__TASK STATEMENT__.
Everything in the listing below must be set down again exactly, apart from the pictures.

__DATA SUPPLIED__.
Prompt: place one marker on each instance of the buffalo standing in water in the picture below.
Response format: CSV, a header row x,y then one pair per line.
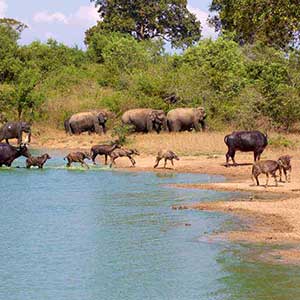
x,y
245,141
9,153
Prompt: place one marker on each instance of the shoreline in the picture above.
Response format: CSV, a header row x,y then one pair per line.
x,y
270,214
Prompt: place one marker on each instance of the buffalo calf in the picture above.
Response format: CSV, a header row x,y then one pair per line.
x,y
267,167
37,161
102,150
166,155
77,157
245,141
284,162
123,152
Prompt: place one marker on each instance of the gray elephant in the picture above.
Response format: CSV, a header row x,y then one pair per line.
x,y
92,121
14,130
145,119
181,119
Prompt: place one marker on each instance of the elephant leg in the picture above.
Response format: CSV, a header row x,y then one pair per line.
x,y
69,163
157,162
112,162
267,180
132,160
196,125
203,125
165,165
104,129
20,135
94,157
84,164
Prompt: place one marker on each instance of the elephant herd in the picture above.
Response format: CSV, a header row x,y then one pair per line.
x,y
141,120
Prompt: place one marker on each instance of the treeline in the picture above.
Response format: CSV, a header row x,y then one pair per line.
x,y
243,85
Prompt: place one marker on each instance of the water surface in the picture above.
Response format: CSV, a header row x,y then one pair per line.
x,y
101,234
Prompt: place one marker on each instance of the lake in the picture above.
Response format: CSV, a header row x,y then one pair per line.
x,y
104,234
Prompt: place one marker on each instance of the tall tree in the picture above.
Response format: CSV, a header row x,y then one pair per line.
x,y
167,19
13,24
274,22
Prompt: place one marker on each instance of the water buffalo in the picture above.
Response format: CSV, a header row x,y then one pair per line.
x,y
284,162
38,161
77,157
9,153
245,141
102,150
14,130
123,152
268,167
166,155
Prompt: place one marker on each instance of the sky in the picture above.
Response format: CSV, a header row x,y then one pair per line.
x,y
67,20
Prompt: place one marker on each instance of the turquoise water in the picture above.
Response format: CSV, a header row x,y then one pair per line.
x,y
101,234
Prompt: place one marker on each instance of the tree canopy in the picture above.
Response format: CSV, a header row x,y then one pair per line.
x,y
274,22
167,19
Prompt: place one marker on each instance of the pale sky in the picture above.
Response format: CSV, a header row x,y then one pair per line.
x,y
67,20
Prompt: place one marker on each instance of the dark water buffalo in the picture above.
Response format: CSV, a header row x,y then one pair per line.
x,y
245,141
9,153
102,150
14,130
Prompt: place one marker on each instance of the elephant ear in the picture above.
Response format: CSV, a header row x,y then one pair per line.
x,y
150,119
102,118
201,112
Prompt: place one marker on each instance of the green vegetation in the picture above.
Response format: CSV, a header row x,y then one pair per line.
x,y
145,20
251,86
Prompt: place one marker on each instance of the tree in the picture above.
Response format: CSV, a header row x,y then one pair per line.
x,y
24,95
167,19
274,22
9,62
13,24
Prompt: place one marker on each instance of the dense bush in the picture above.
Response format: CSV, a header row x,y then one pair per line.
x,y
253,86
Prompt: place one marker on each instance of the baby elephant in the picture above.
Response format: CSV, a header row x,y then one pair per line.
x,y
265,167
122,152
166,155
284,162
37,161
77,157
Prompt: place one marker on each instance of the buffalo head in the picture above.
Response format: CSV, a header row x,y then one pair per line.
x,y
23,150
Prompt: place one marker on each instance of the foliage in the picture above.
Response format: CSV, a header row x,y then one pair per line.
x,y
274,22
244,87
169,19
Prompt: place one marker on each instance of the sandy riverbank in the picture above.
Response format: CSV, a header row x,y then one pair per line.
x,y
272,214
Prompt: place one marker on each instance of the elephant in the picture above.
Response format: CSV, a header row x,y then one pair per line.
x,y
14,130
181,119
92,121
145,119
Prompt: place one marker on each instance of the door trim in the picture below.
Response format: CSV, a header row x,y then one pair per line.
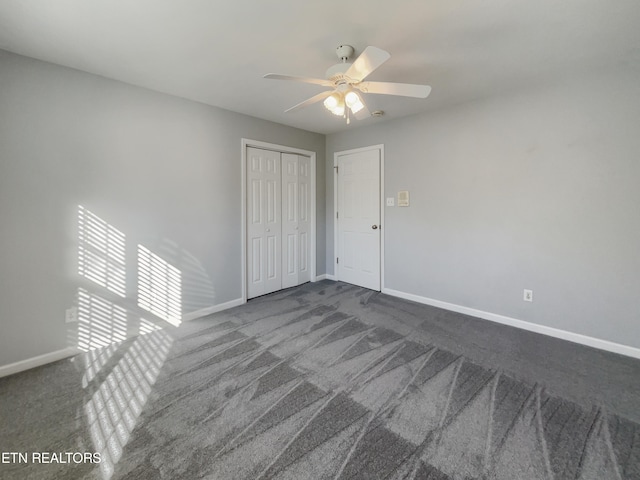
x,y
246,142
380,148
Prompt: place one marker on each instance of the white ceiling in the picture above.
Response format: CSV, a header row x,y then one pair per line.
x,y
216,51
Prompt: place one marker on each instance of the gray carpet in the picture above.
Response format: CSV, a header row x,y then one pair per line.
x,y
330,381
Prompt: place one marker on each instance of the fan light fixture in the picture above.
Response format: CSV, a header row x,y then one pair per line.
x,y
336,102
347,84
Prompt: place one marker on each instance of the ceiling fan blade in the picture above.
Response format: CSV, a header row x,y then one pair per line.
x,y
390,88
317,81
367,62
309,101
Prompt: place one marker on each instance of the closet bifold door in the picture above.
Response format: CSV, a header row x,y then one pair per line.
x,y
295,219
264,225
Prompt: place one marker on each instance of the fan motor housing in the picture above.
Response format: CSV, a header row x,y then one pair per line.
x,y
336,73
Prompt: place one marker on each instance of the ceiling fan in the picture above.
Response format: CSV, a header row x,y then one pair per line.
x,y
346,81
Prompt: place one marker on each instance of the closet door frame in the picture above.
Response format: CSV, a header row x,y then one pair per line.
x,y
246,143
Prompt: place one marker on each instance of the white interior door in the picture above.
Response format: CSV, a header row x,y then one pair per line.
x,y
358,219
295,219
264,226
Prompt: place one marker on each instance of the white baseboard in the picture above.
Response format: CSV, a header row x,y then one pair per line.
x,y
514,322
213,309
33,362
325,276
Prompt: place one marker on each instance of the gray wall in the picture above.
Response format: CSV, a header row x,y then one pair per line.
x,y
535,189
162,170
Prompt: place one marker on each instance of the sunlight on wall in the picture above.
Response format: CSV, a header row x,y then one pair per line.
x,y
101,252
147,327
159,287
116,404
100,322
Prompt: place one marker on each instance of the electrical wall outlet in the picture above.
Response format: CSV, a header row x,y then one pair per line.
x,y
71,315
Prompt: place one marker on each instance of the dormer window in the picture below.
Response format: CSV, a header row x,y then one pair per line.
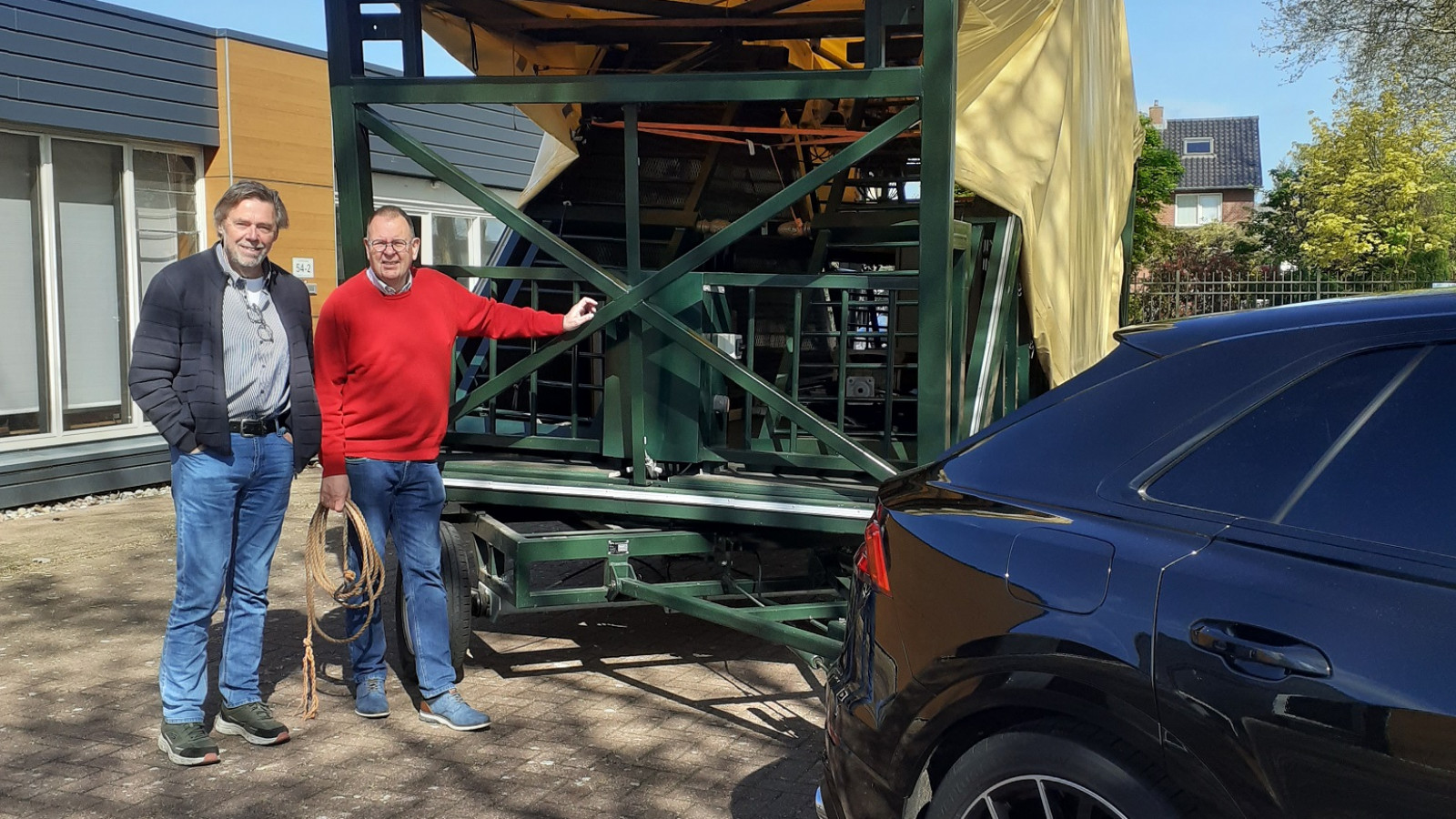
x,y
1198,146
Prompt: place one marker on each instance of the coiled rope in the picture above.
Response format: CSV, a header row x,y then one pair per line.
x,y
369,584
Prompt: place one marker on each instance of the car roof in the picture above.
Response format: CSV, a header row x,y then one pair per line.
x,y
1165,339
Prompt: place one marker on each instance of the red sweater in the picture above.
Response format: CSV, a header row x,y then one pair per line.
x,y
383,363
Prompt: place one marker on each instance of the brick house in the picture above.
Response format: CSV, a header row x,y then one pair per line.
x,y
1222,167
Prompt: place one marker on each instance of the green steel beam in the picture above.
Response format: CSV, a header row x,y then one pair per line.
x,y
666,508
535,443
742,620
900,280
635,394
351,155
641,87
630,299
935,353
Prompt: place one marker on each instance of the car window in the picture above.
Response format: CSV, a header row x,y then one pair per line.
x,y
1392,481
1254,465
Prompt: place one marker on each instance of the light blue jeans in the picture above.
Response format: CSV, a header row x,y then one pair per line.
x,y
229,513
404,499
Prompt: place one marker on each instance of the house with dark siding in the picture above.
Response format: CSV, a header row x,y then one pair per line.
x,y
118,130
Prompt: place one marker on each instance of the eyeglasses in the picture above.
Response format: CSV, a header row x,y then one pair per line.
x,y
255,314
398,245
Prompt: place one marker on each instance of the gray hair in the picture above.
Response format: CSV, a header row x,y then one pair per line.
x,y
390,212
249,189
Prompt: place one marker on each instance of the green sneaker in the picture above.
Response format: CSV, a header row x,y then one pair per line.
x,y
187,743
252,722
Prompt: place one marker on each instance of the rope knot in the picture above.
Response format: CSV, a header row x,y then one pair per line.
x,y
368,586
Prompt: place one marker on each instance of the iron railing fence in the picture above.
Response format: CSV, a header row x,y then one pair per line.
x,y
1154,300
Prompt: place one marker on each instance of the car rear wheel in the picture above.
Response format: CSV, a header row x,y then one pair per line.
x,y
1050,771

__OUTPUT__.
Prompt: place one marker on each instance of the buffalo standing in water in the picture below.
Response format: CSV, a header row x,y then one pair per line.
x,y
245,141
9,153
Prompt: place one marker on each instance of the shoreline in the picture above.
Response format: CSV, a header row x,y then one pair per line.
x,y
270,214
Prompt: place one marker on each instance of the buffalo calf in the picture above.
Response format: CSV, a header row x,y then one pair per line.
x,y
267,167
37,161
102,150
166,155
77,157
245,141
284,162
123,152
Prompt: place one marker on each instance of the gray elephant in the picture above.
Response format: CSV, a header row x,y then one pair per line.
x,y
92,121
14,130
145,119
181,119
Prompt: place one marker on each instance of the elephant leg in the picture above.
Response format: CSV, a header row x,y then one pair per line.
x,y
69,163
157,162
112,162
267,180
132,160
196,125
203,125
165,165
104,129
20,135
94,157
84,164
Prompt: place one marker on each instance of the elephant herd in the picture above.
Response format: CSV, a header row x,y then one pair per line.
x,y
141,120
Prompt: place one marker on each instance of the treeline in the picture above.
Response format: CSV, a header row x,y then one pair per line.
x,y
243,85
Prompt: place one marker on each instance of the water surface in the picture above.
Response format: CSV, a header row x,y then one pair per line.
x,y
101,234
Prompt: place one marker on each instance of the lake in the picture above.
Response format: CSV, a header row x,y then one pair per line.
x,y
104,234
Prompt: place one marker on each instance of the tall tree in the picture above.
Response format: CSV, a header row x,y then one pair per line.
x,y
167,19
13,24
274,22
Prompt: place one marker on each instance of the water buffalo in the picture above.
Response format: CSV, a header row x,y then one pair per line.
x,y
284,162
38,161
77,157
9,153
245,141
102,150
14,130
123,152
268,167
166,155
Prompt: place one marker on each instance of the sky in the picture above.
Response format: CSV, a header row x,y then one pair per line.
x,y
67,20
Prompt: place one marker on each instance of the turquoise water in the picture above.
Response format: CSV, a header row x,y then one pair per line.
x,y
101,234
Prompt: place one marker on each instance of the tree canopy in the picture above.
Response format: CSV, a header row x,y then one pair per line.
x,y
274,22
167,19
Prompt: place one marker on each instance of the pale sky in the picture above.
Response format: CSV, a header row x,y then one pair per line.
x,y
67,20
Prompt: place one marker on each instance of the dark water buffalo in the picture above.
Response format: CSV, a header row x,y then one pair per line.
x,y
245,141
9,153
102,150
14,130
Prompt: place one marker on each instance of the elephant ear in the picture above.
Response format: CSV, a header row x,y then one pair per line.
x,y
150,119
102,118
201,112
Prompt: place one marker on each instance of the green vegetation in the picture above.
Response format: CSV, a header row x,y then one pair per line.
x,y
145,20
251,86
Prompt: place one marker on each instance of the tree in the picture above.
Response format: CSV, a header row x,y then one pair per line.
x,y
24,95
167,19
274,22
9,62
13,24
Prompt: place one marker on each instance of the dense bush in the picture above.
Response format: CSV, a header row x,y then one pair per line.
x,y
253,86
Prompt: place one marker on each instance of the baby elephant in the picture above.
Response format: CSV, a header row x,y then one pair per line.
x,y
265,167
122,152
166,155
284,162
37,161
77,157
Prompt: place one marker on each instance of the buffalo head in the picture above.
Response format: CSV, a header row x,y then one pair per line.
x,y
23,150
Prompt: place one marker on each instance of the foliage in the picture above.
Response format: CSV, a header row x,y then one pair per line.
x,y
274,22
244,87
169,19
Prompt: place one marker on each instance of the sandy riverbank in the picture above.
Response format: CSV, a header row x,y then one pair per line.
x,y
272,214
Prompt: place one marker on each instance of the elephant in the picture above.
Response format: CSV, a header row x,y then one pair per line.
x,y
14,130
181,119
92,121
145,119
Prompt: place one marker on each instance of the door trim in the picture below.
Response format: CSV, a header row x,y then one pair per line.
x,y
246,142
380,148
Prompt: place one marker on each instance of the white ceiling in the picture above.
Response format: CSV, a header row x,y then one pair per line.
x,y
216,51
Prompt: place one marker on each instance of the gray carpet in the picture above.
Response format: CSV, a header row x,y then one pair per line.
x,y
330,381
Prompt: place one marker on each instance of the fan light fixture in the picture above.
Response format: CSV, a header row x,y then one pair per line.
x,y
336,102
347,84
Prompt: place one marker on each instance of the ceiling fan blade in the picture above.
Response format: CSV, a header row x,y then one pair per line.
x,y
390,88
317,81
367,62
309,101
Prompt: place one marker on each instance of the closet bifold door in the picture above.
Response format: CSV, a header row x,y then one pair per line.
x,y
295,219
264,225
Prompt: place one marker on each instance of the fan motor housing in the picture above.
Response format: CSV, a header row x,y then one pair per line.
x,y
336,73
Prompt: place one marker on each instance of the ceiling fan in the picture above.
Response format: CSV, a header row x,y then one pair per line.
x,y
346,81
Prompt: place one marker on each instance of the closet door frame in the picture above.
Response format: CSV, a header row x,y then one pair per line.
x,y
246,143
Prompt: place one marker on each instance of the white interior door in the picture above.
Response format: CSV, a header row x,y then one pair per line.
x,y
358,219
295,219
264,226
Prompt: place one marker on each instance of the white baseboard in the picture above.
Response format: CSV, a header row x,y then one pair per line.
x,y
514,322
213,309
33,362
325,276
Prompt: place one marker on each instance of the gray wall in the picture above.
Response format: CSV, a header row x,y then one pair per line.
x,y
535,189
162,170
Prompt: place one marker on each instance of the sunlight on wall in the picture above.
Response format: CSV, a header row x,y then one pair per line.
x,y
101,252
147,327
159,287
116,404
100,322
Prompt: place one marker on each instance of the electrical wall outlet in the picture above.
Response format: CSV, a header row x,y then one pair per line.
x,y
71,315
Prompt: place one marker on each instance of the dormer window in the picture below.
Response format: CSV, a header row x,y then one pair per line.
x,y
1198,146
Prompt: place one marker on each instance of the coiled rope in the picture above.
Response format: CSV, a header row x,y then one pair per line.
x,y
369,584
Prompt: place one marker on each instance of the car roof in the picture above.
Response format: CSV, a header row x,y then one pair per line.
x,y
1165,339
Prompt: place one marker on each instance of the red sweater in the picture above.
Response format: CSV, a header row x,y then one pair per line.
x,y
383,363
Prompt: place one marker on each instance of the brick house in the picture above.
Response format: CSV, a header row x,y then one pair per line.
x,y
1222,167
Prompt: place one marker on each instance of the green steel beam in the picture above.
Response format: CSV, a header row x,y then one pair per line.
x,y
666,508
535,443
742,620
900,280
635,394
351,155
641,87
630,299
935,353
Prompt: place one marker on each instance of the car window in the picture above.
Response format: CSV, a header row x,y then one pair per line.
x,y
1392,481
1254,465
Prompt: place one marker on each instance of the light blue jeans in the picture above.
Response format: CSV, a header row x,y then one pair per line.
x,y
229,513
404,499
Prompt: place one marker on each instance of the house with dark siding in the picture above.
Response format: CSV, a header row x,y then one pair per line.
x,y
118,130
Prompt: place one marker on each instance of the eyeglasses in the picture above.
Response format: CSV, a header row x,y then one pair per line.
x,y
255,314
398,245
Prompt: place one marker on each instance of the gray hair in the picture above.
Response format: CSV, a header row x,y then one pair per line.
x,y
390,212
249,189
Prompt: place one marker on each instance of the green sneaker in the picture above.
Response format: CSV, a header row x,y then one pair per line.
x,y
187,743
252,722
Prompt: place one marker on each instance of the rope knot in the picture above.
Response format: CSV, a header row x,y then one pair per line.
x,y
368,586
Prompt: place one marker on each instance of the iron railing fence in the picture above.
Response format: CSV, a header row x,y then one pair per line.
x,y
1154,300
Prompt: place one marker on each instance of the car rear wheel in the picture above.
Response format: CSV, a header row x,y then one pair per line.
x,y
1050,771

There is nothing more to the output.